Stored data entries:
*****
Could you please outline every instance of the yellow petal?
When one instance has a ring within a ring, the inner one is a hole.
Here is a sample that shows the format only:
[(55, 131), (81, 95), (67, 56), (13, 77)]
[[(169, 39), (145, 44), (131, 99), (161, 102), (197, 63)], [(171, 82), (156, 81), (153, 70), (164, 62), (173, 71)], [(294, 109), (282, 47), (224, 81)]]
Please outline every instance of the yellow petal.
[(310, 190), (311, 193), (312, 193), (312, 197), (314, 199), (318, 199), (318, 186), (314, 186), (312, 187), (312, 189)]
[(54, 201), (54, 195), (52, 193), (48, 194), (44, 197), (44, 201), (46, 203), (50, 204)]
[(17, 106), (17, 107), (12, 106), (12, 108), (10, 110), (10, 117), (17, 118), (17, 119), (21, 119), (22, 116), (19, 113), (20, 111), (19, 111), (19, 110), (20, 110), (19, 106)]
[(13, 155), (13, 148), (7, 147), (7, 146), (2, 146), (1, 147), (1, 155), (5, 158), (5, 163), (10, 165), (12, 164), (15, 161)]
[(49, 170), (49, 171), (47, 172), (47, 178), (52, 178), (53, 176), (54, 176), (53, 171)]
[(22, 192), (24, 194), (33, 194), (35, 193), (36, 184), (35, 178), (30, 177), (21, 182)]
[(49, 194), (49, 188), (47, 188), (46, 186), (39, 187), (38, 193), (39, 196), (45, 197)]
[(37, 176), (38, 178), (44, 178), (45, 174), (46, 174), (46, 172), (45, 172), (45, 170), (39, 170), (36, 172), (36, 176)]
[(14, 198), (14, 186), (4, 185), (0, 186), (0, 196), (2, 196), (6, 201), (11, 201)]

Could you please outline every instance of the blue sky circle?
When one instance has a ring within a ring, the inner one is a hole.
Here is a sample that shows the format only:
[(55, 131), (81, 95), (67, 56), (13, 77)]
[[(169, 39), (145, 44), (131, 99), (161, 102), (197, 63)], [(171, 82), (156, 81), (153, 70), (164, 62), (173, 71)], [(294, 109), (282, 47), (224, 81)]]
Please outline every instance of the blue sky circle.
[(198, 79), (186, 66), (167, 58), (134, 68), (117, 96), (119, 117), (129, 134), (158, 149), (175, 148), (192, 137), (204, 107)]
*****
§ **What needs to be done**:
Go back to the listing above and please repeat it exactly.

§ **Solution to the problem**:
Could you please outline every instance of the yellow petal?
When one instance has a ring within a ring, the inner one is a hole.
Here is a sample that shows the format only:
[(55, 131), (81, 95), (67, 56), (13, 77)]
[[(169, 39), (145, 44), (131, 99), (161, 102), (197, 63)], [(171, 82), (156, 81), (153, 70), (164, 62), (173, 71)], [(294, 109), (282, 47), (224, 81)]]
Please outline every instance of the yellow petal.
[(310, 190), (311, 193), (312, 193), (312, 197), (314, 199), (318, 199), (318, 186), (314, 186), (312, 187), (312, 189)]
[(54, 201), (54, 195), (52, 193), (48, 194), (44, 197), (44, 201), (46, 203), (50, 204)]
[(17, 106), (17, 107), (12, 106), (12, 108), (10, 110), (10, 117), (17, 118), (17, 119), (21, 119), (22, 116), (19, 113), (20, 111), (19, 111), (19, 110), (20, 110), (19, 106)]
[(13, 155), (13, 148), (7, 147), (7, 146), (2, 146), (1, 147), (1, 155), (5, 158), (5, 163), (10, 165), (12, 164), (15, 161)]
[(49, 170), (49, 171), (47, 172), (47, 178), (52, 178), (53, 176), (54, 176), (53, 171)]
[(22, 192), (24, 194), (33, 194), (35, 193), (36, 184), (35, 178), (30, 177), (21, 182)]
[(49, 194), (49, 188), (47, 188), (46, 186), (39, 187), (38, 193), (39, 196), (45, 197)]
[(37, 176), (38, 178), (44, 178), (45, 174), (46, 174), (46, 172), (45, 172), (45, 170), (39, 170), (36, 172), (36, 176)]
[(14, 198), (14, 186), (4, 185), (0, 186), (0, 196), (2, 196), (6, 201), (11, 201)]

Could you please outline every instance of the blue sky circle?
When one instance has a ring within a ring, the inner one is a hole.
Here is a sample that shows the format only:
[(55, 131), (81, 95), (67, 56), (13, 77)]
[[(169, 39), (145, 44), (131, 99), (161, 102), (197, 63)], [(171, 82), (156, 81), (153, 70), (164, 62), (173, 71)], [(294, 109), (282, 47), (224, 81)]]
Please outline every instance of the blue sky circle.
[(198, 79), (186, 66), (167, 58), (134, 68), (117, 96), (119, 117), (129, 134), (158, 149), (175, 148), (192, 137), (204, 107)]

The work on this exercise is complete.